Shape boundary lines
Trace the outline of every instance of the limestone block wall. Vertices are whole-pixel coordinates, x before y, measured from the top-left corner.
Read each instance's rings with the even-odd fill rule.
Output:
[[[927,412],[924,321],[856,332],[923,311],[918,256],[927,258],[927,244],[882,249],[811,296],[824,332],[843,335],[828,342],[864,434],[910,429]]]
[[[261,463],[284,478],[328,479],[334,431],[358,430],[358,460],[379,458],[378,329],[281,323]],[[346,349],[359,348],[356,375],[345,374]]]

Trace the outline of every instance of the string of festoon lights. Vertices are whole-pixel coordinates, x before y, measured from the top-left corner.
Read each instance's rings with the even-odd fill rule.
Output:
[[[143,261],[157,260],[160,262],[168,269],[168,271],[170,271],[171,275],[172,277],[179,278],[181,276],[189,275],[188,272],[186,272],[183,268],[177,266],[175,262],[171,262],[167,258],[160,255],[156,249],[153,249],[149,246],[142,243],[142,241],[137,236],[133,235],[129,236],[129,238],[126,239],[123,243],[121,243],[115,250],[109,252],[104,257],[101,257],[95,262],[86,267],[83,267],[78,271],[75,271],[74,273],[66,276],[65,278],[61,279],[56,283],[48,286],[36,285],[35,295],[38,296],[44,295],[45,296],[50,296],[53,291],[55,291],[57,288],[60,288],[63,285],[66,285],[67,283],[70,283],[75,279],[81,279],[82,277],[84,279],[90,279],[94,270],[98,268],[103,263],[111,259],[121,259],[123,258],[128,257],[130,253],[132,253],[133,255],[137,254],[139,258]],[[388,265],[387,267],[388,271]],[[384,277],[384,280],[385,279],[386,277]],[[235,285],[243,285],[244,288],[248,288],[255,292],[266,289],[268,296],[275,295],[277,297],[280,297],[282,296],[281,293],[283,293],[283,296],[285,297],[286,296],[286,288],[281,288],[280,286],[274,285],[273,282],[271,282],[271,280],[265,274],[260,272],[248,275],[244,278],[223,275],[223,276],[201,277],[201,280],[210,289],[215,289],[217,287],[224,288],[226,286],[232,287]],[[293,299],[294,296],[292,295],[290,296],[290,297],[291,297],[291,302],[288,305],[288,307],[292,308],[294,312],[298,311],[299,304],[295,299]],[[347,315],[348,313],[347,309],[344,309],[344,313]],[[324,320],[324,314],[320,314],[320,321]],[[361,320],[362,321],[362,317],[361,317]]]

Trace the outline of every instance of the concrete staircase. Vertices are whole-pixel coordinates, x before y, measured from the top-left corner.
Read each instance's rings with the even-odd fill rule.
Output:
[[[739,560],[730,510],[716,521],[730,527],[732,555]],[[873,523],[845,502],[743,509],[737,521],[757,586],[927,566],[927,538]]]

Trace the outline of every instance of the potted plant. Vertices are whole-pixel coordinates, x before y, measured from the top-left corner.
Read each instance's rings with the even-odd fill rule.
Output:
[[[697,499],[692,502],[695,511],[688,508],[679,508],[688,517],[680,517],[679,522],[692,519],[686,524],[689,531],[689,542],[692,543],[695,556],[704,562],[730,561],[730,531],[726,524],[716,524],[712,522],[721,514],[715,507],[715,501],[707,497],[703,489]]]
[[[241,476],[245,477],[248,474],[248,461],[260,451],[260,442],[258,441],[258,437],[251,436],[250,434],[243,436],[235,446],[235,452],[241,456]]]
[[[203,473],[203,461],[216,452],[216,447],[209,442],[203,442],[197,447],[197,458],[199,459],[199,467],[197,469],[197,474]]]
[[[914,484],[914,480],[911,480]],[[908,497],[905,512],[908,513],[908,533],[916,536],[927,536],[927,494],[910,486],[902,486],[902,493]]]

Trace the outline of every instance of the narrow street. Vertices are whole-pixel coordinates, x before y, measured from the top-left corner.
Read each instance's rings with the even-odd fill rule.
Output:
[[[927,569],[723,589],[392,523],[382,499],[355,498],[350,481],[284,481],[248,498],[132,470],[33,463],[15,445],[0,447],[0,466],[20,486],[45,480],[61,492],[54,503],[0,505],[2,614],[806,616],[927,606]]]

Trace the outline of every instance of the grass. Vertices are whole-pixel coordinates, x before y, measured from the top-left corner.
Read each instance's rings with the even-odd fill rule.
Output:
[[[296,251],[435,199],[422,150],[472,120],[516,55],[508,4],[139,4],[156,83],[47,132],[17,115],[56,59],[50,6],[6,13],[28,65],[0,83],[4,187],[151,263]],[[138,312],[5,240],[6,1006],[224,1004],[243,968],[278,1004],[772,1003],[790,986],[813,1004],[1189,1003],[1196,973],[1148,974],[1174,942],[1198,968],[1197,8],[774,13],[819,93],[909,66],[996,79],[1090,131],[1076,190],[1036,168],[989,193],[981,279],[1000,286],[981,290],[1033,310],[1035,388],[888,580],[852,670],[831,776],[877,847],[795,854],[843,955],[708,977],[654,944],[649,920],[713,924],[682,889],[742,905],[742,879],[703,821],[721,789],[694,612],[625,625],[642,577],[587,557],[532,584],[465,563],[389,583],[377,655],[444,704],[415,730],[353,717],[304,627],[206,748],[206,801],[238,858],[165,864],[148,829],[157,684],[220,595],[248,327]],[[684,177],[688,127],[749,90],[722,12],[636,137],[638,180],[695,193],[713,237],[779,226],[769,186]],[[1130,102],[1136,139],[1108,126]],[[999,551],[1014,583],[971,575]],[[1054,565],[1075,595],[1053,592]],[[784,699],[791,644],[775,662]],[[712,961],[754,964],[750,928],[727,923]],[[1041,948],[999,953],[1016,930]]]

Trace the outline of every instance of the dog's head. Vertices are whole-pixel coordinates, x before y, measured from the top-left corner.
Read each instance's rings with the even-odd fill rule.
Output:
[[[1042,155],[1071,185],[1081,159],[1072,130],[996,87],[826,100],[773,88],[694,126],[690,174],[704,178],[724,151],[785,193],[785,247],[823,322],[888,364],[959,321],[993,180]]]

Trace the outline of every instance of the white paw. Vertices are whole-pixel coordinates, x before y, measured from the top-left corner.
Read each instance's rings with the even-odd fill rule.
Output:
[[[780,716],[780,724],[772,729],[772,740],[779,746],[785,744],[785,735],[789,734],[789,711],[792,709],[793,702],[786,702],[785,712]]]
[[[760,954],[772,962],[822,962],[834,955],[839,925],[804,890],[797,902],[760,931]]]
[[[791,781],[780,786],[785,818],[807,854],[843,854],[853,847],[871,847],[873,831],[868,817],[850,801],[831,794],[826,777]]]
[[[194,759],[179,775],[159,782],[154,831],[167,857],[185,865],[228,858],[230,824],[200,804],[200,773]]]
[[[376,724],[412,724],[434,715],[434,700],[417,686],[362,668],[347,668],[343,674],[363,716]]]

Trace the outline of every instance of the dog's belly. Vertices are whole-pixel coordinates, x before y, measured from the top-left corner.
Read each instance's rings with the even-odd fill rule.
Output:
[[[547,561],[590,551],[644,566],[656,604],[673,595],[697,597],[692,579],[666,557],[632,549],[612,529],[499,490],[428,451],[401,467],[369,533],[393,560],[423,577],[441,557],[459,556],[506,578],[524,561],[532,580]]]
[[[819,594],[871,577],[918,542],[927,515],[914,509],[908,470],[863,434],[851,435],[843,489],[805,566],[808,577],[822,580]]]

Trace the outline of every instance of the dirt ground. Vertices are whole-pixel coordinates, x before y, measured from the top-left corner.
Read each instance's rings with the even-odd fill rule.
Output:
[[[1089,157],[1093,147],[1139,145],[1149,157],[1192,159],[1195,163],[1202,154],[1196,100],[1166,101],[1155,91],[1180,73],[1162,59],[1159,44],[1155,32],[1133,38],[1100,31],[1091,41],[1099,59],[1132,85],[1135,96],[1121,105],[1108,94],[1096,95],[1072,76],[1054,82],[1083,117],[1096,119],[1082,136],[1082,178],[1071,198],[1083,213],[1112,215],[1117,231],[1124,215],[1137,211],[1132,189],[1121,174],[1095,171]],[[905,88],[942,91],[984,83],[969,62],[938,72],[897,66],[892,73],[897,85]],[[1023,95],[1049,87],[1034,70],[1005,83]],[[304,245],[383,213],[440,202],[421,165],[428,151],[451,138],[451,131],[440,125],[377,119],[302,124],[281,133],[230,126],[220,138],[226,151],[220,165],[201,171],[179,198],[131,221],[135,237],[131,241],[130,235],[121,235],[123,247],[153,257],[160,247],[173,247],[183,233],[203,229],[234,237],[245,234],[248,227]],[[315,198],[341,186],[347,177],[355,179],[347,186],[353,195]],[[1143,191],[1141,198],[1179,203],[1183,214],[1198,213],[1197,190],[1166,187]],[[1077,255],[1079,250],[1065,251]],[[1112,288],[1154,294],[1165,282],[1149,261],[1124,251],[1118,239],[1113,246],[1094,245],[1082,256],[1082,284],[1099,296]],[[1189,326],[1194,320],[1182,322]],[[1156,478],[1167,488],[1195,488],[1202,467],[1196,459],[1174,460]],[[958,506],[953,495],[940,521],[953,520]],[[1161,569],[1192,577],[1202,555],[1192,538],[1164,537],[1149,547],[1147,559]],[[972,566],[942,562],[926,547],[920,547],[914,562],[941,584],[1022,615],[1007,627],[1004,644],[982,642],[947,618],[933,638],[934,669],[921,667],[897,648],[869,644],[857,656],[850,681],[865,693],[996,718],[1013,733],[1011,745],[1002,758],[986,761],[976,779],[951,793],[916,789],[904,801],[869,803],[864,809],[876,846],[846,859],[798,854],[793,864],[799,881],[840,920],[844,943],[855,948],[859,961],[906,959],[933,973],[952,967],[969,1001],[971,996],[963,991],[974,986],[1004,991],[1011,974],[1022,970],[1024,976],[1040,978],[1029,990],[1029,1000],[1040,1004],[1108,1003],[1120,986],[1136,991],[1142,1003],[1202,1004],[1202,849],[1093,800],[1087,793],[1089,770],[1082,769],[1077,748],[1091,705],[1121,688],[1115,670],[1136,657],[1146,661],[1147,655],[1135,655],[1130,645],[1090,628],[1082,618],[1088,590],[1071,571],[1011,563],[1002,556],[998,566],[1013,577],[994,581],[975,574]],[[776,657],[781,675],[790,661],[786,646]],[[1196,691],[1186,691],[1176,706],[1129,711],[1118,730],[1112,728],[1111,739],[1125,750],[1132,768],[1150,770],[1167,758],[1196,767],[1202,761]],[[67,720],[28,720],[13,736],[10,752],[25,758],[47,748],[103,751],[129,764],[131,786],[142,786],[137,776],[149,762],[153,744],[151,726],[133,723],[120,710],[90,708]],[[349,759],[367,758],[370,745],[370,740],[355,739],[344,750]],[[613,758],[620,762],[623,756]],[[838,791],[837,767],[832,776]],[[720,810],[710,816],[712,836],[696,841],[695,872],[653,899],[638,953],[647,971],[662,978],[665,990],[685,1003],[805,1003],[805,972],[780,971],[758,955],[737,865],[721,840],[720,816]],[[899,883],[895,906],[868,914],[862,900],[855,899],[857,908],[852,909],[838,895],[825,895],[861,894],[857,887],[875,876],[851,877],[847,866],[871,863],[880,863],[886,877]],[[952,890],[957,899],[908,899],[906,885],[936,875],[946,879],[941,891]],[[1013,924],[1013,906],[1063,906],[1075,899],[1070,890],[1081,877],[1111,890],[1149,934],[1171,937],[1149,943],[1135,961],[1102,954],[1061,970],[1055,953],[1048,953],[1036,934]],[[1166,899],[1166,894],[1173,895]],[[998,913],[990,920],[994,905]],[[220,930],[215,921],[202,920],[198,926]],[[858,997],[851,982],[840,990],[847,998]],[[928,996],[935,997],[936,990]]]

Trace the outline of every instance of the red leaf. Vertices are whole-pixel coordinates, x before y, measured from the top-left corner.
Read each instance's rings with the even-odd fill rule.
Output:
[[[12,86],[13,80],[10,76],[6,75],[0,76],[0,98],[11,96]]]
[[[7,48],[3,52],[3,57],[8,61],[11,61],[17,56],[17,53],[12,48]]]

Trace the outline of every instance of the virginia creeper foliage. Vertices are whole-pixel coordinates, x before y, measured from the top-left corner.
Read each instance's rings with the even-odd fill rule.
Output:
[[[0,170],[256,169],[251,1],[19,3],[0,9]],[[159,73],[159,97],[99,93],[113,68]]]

> **Instructions to follow**
Lay out the stretch from the line containing "Trace the outline of every instance of the virginia" through the last of the lines as a numbered list, leaving out any blank lines.

> **In response**
1. Trace the outline of every instance of the virginia creeper foliage. Vertices are whole-pixel coordinates, x before y, measured from the top-left corner.
2. Read each instance's rings with the even-odd fill rule.
3. Output:
4. [[[0,170],[256,169],[251,1],[19,3],[0,9]],[[159,73],[159,97],[99,93],[113,68]]]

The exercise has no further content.